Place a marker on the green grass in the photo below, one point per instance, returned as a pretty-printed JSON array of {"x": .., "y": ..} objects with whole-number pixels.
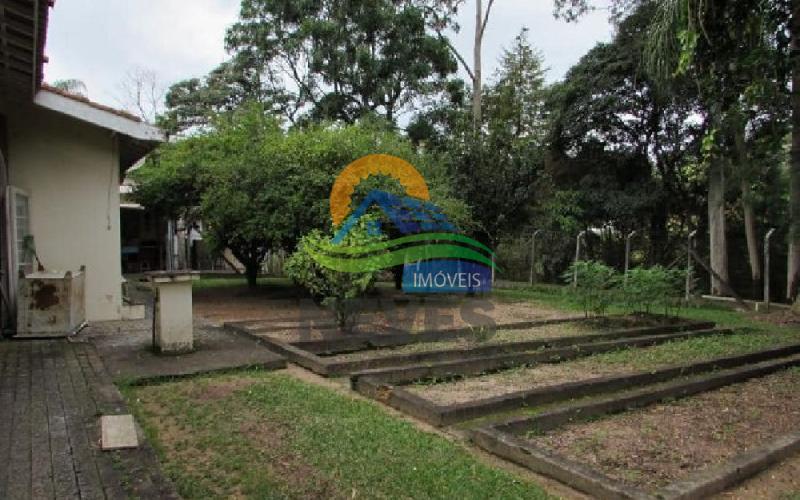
[
  {"x": 226, "y": 281},
  {"x": 559, "y": 297},
  {"x": 336, "y": 446}
]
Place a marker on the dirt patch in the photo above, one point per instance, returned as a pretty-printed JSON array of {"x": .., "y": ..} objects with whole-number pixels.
[
  {"x": 499, "y": 337},
  {"x": 384, "y": 307},
  {"x": 512, "y": 380},
  {"x": 310, "y": 332},
  {"x": 781, "y": 317},
  {"x": 652, "y": 447},
  {"x": 779, "y": 482}
]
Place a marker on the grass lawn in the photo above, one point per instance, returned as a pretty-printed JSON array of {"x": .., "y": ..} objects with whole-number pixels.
[
  {"x": 229, "y": 280},
  {"x": 270, "y": 435}
]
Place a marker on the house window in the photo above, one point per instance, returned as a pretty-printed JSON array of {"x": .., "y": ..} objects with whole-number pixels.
[{"x": 21, "y": 220}]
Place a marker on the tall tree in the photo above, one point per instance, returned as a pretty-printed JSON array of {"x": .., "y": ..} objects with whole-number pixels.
[
  {"x": 631, "y": 145},
  {"x": 729, "y": 37},
  {"x": 344, "y": 59},
  {"x": 793, "y": 279}
]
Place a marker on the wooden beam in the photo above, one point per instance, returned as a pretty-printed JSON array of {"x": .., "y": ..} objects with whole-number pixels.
[
  {"x": 15, "y": 24},
  {"x": 13, "y": 50},
  {"x": 14, "y": 66},
  {"x": 18, "y": 9}
]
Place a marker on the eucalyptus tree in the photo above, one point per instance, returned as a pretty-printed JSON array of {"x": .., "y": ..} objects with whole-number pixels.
[
  {"x": 344, "y": 59},
  {"x": 733, "y": 50}
]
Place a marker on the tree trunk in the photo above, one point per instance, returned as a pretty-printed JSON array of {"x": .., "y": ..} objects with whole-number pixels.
[
  {"x": 476, "y": 67},
  {"x": 747, "y": 206},
  {"x": 752, "y": 236},
  {"x": 793, "y": 277},
  {"x": 718, "y": 247},
  {"x": 251, "y": 272}
]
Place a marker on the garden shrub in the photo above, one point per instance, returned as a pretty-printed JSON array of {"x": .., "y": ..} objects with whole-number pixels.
[
  {"x": 336, "y": 290},
  {"x": 598, "y": 285},
  {"x": 654, "y": 288}
]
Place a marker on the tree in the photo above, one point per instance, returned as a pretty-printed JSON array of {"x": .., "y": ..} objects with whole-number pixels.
[
  {"x": 192, "y": 104},
  {"x": 626, "y": 145},
  {"x": 344, "y": 59},
  {"x": 258, "y": 188},
  {"x": 730, "y": 39},
  {"x": 442, "y": 12},
  {"x": 72, "y": 86},
  {"x": 496, "y": 170},
  {"x": 142, "y": 94}
]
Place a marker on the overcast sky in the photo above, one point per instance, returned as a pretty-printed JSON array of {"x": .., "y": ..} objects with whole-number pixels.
[{"x": 98, "y": 42}]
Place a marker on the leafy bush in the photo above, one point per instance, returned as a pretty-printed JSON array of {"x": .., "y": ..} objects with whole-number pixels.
[
  {"x": 597, "y": 285},
  {"x": 335, "y": 289},
  {"x": 646, "y": 289}
]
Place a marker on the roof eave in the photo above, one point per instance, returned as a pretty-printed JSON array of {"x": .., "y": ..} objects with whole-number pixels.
[{"x": 140, "y": 131}]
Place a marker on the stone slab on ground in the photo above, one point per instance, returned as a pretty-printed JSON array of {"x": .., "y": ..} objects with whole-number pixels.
[
  {"x": 126, "y": 349},
  {"x": 51, "y": 392},
  {"x": 117, "y": 432}
]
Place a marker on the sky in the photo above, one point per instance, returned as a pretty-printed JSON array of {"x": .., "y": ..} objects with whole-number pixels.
[{"x": 99, "y": 42}]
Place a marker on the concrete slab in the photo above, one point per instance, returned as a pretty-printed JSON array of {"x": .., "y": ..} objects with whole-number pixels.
[
  {"x": 118, "y": 432},
  {"x": 126, "y": 349}
]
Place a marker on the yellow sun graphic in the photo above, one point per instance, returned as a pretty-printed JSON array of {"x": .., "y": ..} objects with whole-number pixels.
[{"x": 379, "y": 164}]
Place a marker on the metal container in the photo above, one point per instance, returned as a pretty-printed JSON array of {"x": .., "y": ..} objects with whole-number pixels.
[{"x": 51, "y": 304}]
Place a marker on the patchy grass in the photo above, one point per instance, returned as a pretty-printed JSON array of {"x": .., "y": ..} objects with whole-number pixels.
[
  {"x": 560, "y": 297},
  {"x": 269, "y": 435},
  {"x": 228, "y": 281}
]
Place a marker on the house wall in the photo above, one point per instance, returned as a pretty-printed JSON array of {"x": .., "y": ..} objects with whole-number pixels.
[{"x": 70, "y": 169}]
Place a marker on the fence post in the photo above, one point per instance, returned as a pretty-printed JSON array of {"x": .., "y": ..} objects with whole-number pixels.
[
  {"x": 766, "y": 268},
  {"x": 533, "y": 254},
  {"x": 689, "y": 245},
  {"x": 581, "y": 235},
  {"x": 627, "y": 255}
]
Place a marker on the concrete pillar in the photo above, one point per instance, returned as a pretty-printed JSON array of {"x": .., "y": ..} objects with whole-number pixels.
[{"x": 172, "y": 323}]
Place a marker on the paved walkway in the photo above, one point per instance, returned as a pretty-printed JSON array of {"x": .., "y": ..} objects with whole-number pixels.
[{"x": 51, "y": 396}]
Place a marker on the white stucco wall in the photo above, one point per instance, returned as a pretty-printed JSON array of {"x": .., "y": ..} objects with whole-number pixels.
[{"x": 70, "y": 169}]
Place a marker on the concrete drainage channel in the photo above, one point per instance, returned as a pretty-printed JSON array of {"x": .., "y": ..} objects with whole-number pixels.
[
  {"x": 384, "y": 379},
  {"x": 394, "y": 395},
  {"x": 503, "y": 438},
  {"x": 314, "y": 354}
]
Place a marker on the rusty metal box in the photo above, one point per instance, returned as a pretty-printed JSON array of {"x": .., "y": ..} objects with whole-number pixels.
[{"x": 50, "y": 304}]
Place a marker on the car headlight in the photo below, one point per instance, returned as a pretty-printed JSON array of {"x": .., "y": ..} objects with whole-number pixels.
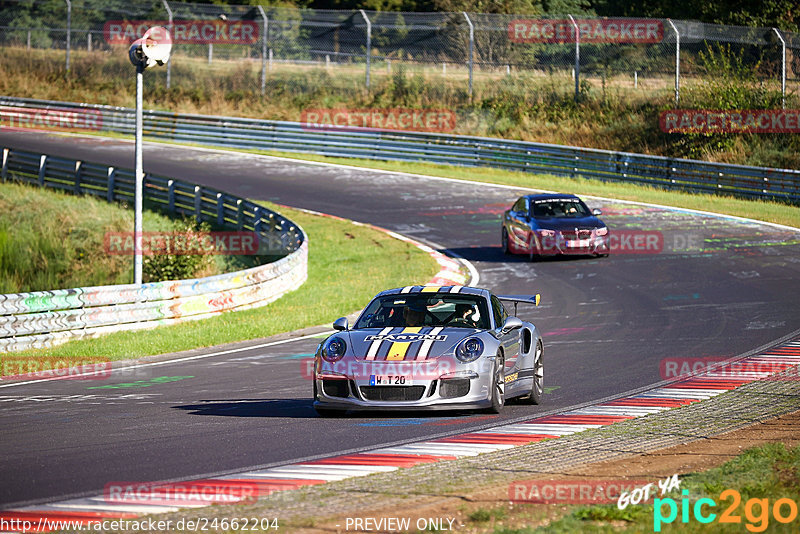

......

Can you convert every entry above into a Markdown table with the columns Row and Line, giving each non-blank line its own numbered row and leaving the pictures out?

| Row | Line |
|---|---|
| 1 | Place a marker on the green grass in the photo below, one point per instance, returned as a pretty-printed JSON array of {"x": .., "y": ..} objects with whole-number pixels. |
| 2 | [ |
| 3 |   {"x": 226, "y": 281}, |
| 4 |   {"x": 559, "y": 297}, |
| 5 |   {"x": 336, "y": 446} |
| 6 | ] |
| 7 | Place a marker on the dirt patch in the photo above, one point per instance, returned as a pretty-printed JSON array of {"x": .., "y": ..} objects with whole-number pixels. |
| 8 | [ |
| 9 |   {"x": 499, "y": 337}, |
| 10 |   {"x": 384, "y": 307}, |
| 11 |   {"x": 512, "y": 380}, |
| 12 |   {"x": 310, "y": 332}, |
| 13 |   {"x": 781, "y": 317}, |
| 14 |   {"x": 652, "y": 447}, |
| 15 |   {"x": 779, "y": 482} |
| 16 | ] |
| 17 | Place a marker on the grass lawn in the photo above, one point per instance, returned as a pretty-printed JSON array of {"x": .., "y": ..} objects with whole-number pixels. |
| 18 | [ |
| 19 |   {"x": 229, "y": 280}, |
| 20 |   {"x": 270, "y": 435} |
| 21 | ] |
| 22 | Place a marker on the house window in the photo above, one point per instance, returned as a pretty-printed JSON array of {"x": .., "y": ..} objects with whole-number pixels. |
| 23 | [{"x": 21, "y": 220}] |
| 24 | Place a marker on the tall tree in the photo above, one point per instance, returned as a pretty-printed JSON array of {"x": .., "y": ..} objects with whole-number pixels. |
| 25 | [ |
| 26 |   {"x": 631, "y": 145}, |
| 27 |   {"x": 729, "y": 37}, |
| 28 |   {"x": 344, "y": 59}, |
| 29 |   {"x": 793, "y": 279} |
| 30 | ] |
| 31 | Place a marker on the wooden beam in the photo above, one point per instance, returned as a pretty-printed JSON array of {"x": .., "y": ..} objects with whole-number pixels. |
| 32 | [ |
| 33 |   {"x": 15, "y": 24}, |
| 34 |   {"x": 13, "y": 50}, |
| 35 |   {"x": 14, "y": 66}, |
| 36 |   {"x": 18, "y": 9} |
| 37 | ] |
| 38 | Place a marker on the eucalyptus tree in the photo above, one point per instance, returned as a pretty-printed JSON array of {"x": .., "y": ..} objects with whole-number pixels. |
| 39 | [ |
| 40 |   {"x": 344, "y": 59}, |
| 41 |   {"x": 733, "y": 50} |
| 42 | ] |
| 43 | Place a marker on the tree trunk in the photo above, one point per instance, returned as a pretty-printed JSON array of {"x": .., "y": ..} objects with whole-number pixels. |
| 44 | [ |
| 45 |   {"x": 476, "y": 67}, |
| 46 |   {"x": 747, "y": 206}, |
| 47 |   {"x": 752, "y": 236}, |
| 48 |   {"x": 793, "y": 277}, |
| 49 |   {"x": 718, "y": 247}, |
| 50 |   {"x": 251, "y": 272} |
| 51 | ] |
| 52 | Place a marker on the garden shrub in the photo above, one point per instance, returned as a pretty-printed JSON array of {"x": .., "y": ..} objects with whole-number pixels. |
| 53 | [ |
| 54 |   {"x": 336, "y": 290}, |
| 55 |   {"x": 598, "y": 285}, |
| 56 |   {"x": 654, "y": 288} |
| 57 | ] |
| 58 | Place a marker on the tree in the photo above, one point per instance, returned as a pretty-printed JSON array of {"x": .., "y": ..} objects with whole-number pixels. |
| 59 | [ |
| 60 |   {"x": 192, "y": 104}, |
| 61 |   {"x": 626, "y": 145}, |
| 62 |   {"x": 344, "y": 59}, |
| 63 |   {"x": 258, "y": 188}, |
| 64 |   {"x": 730, "y": 39}, |
| 65 |   {"x": 442, "y": 12}, |
| 66 |   {"x": 72, "y": 86}, |
| 67 |   {"x": 496, "y": 170}, |
| 68 |   {"x": 142, "y": 94} |
| 69 | ] |
| 70 | Place a marker on the overcast sky in the photo above, one point per instance, returned as a pretty-printed JSON array of {"x": .., "y": ..} objects with whole-number pixels. |
| 71 | [{"x": 98, "y": 42}] |
| 72 | Place a marker on the leafy bush in the photo above, one point per instance, returned as a pretty-printed JSON array of {"x": .., "y": ..} objects with whole-number pixels. |
| 73 | [ |
| 74 |   {"x": 597, "y": 285}, |
| 75 |   {"x": 335, "y": 289}, |
| 76 |   {"x": 646, "y": 289} |
| 77 | ] |
| 78 | Place a marker on the roof eave in the photo above, one point per instance, returned as a pretty-printed JSON array of {"x": .., "y": ..} objects with whole-number pixels. |
| 79 | [{"x": 140, "y": 131}] |
| 80 | Place a marker on the stone slab on ground in the photo above, one point per instance, returned as a pretty-printed JSON array of {"x": .., "y": ..} objects with whole-number pixels. |
| 81 | [ |
| 82 |   {"x": 126, "y": 349}, |
| 83 |   {"x": 51, "y": 392}, |
| 84 |   {"x": 117, "y": 432} |
| 85 | ] |
| 86 | Place a marker on the sky in the photo above, one point per instance, returned as a pretty-printed JSON array of {"x": .., "y": ..} objects with whole-number pixels. |
| 87 | [{"x": 99, "y": 42}] |
| 88 | Place a marker on the concrete slab in the photo above, one point per instance, returned as a pretty-printed JSON array of {"x": .., "y": ..} objects with whole-number pixels. |
| 89 | [ |
| 90 |   {"x": 118, "y": 432}, |
| 91 |   {"x": 126, "y": 349} |
| 92 | ] |
| 93 | Place a marker on the yellow sun graphic in the photo above, one point per instance, returned as a pretty-printed JSON array of {"x": .., "y": ..} objects with whole-number pixels. |
| 94 | [{"x": 379, "y": 164}] |
| 95 | Place a marker on the metal container in the photo above, one point per instance, returned as a pretty-printed JSON array of {"x": .., "y": ..} objects with whole-number pixels. |
| 96 | [{"x": 51, "y": 304}] |
| 97 | Place a marker on the patchy grass in the photo above, one point per instance, returned as a pretty-printed JSON array of {"x": .., "y": ..} objects with whole-number pixels. |
| 98 | [ |
| 99 |   {"x": 560, "y": 297}, |
| 100 |   {"x": 269, "y": 435}, |
| 101 |   {"x": 228, "y": 281} |
| 102 | ] |
| 103 | Place a marker on the house wall in the photo above, one point per instance, returned as a pretty-printed JSON array of {"x": .., "y": ..} objects with whole-number pixels. |
| 104 | [{"x": 70, "y": 169}] |
| 105 | Place a marker on the fence post in the photo above, one point per instance, returned as a pretty-printed JSON array of {"x": .., "y": ..} objects with whole-number pixels. |
| 106 | [ |
| 107 |   {"x": 766, "y": 268}, |
| 108 |   {"x": 533, "y": 254}, |
| 109 |   {"x": 689, "y": 245}, |
| 110 |   {"x": 581, "y": 235}, |
| 111 |   {"x": 627, "y": 255} |
| 112 | ] |
| 113 | Place a marker on the concrete pillar in the photo above, one point per instance, returned as a pretty-printed JSON array of {"x": .., "y": ..} objects with whole-number pixels. |
| 114 | [{"x": 172, "y": 323}] |
| 115 | Place a marker on the paved walkway in the photo above, one point per instance, returned as a pretty-printed JSON array of {"x": .., "y": ..} objects with whole-number pixels. |
| 116 | [{"x": 51, "y": 396}] |
| 117 | Place a marker on the white stucco wall in the photo above, one point per instance, returned as a pretty-printed JSON array of {"x": .., "y": ..} objects with whole-number pixels. |
| 118 | [{"x": 70, "y": 169}] |
| 119 | Place a marker on the concrete drainage channel in the photo above, one point per instance, returned as a pretty-printed JSON array of {"x": .., "y": ..} objects with whole-number pixels. |
| 120 | [ |
| 121 |   {"x": 384, "y": 379}, |
| 122 |   {"x": 394, "y": 395}, |
| 123 |   {"x": 503, "y": 438}, |
| 124 |   {"x": 314, "y": 354} |
| 125 | ] |
| 126 | Place a marker on the rusty metal box in the photo above, one point per instance, returned as a pretty-printed JSON array of {"x": .., "y": ..} objects with whole-number pixels. |
| 127 | [{"x": 50, "y": 304}] |
| 128 | Place a marker on the car headlight in the photo below, one point per instance, returned as a pretty-printed JSON array of {"x": .., "y": ..} objects with whole-number pixels. |